- [Activity]:
Read the listing below and copy out each line where the word "orange" occurs.

- [Data to use]:
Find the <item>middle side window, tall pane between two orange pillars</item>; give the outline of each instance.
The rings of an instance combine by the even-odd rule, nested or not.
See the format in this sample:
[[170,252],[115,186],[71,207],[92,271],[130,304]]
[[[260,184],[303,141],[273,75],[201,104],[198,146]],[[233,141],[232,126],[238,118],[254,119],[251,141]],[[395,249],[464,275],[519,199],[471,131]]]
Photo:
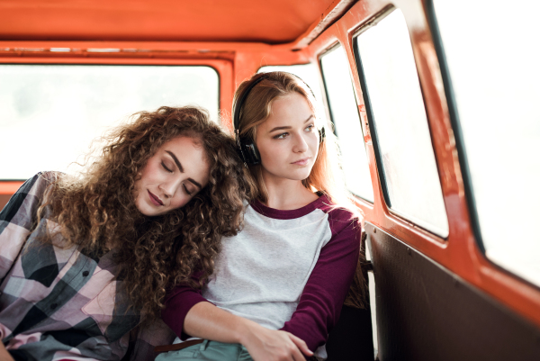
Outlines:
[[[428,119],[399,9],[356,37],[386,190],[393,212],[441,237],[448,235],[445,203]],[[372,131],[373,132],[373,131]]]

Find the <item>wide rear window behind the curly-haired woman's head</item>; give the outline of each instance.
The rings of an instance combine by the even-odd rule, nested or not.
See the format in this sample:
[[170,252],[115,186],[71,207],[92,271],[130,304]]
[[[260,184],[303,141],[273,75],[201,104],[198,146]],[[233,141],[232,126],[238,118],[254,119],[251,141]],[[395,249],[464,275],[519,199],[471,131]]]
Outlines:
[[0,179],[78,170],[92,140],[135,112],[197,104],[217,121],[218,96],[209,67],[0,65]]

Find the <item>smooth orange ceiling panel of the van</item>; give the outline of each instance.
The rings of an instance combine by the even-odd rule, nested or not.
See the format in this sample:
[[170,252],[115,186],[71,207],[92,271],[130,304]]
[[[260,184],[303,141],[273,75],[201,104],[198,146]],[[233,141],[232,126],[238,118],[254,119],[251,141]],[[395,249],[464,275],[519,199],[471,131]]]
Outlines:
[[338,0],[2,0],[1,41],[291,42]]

--

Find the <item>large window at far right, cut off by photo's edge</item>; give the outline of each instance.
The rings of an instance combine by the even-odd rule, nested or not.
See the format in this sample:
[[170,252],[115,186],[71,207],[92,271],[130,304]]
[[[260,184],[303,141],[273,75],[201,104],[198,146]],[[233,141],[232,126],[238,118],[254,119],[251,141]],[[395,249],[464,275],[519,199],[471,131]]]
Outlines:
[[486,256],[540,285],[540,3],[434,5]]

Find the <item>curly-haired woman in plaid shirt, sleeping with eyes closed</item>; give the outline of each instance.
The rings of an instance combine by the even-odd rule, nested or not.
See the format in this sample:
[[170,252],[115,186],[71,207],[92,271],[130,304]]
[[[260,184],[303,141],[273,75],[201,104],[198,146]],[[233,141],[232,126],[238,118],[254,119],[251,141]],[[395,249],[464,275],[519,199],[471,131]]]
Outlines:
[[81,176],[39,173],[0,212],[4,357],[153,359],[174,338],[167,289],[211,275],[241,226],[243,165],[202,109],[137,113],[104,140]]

- [Solution]:
Find the <item>middle side window, tall pane between two orange pillars</item>; give the outline of each instance.
Find the <item>smooth orange ceiling panel of the van</item>; give the outline of each instance.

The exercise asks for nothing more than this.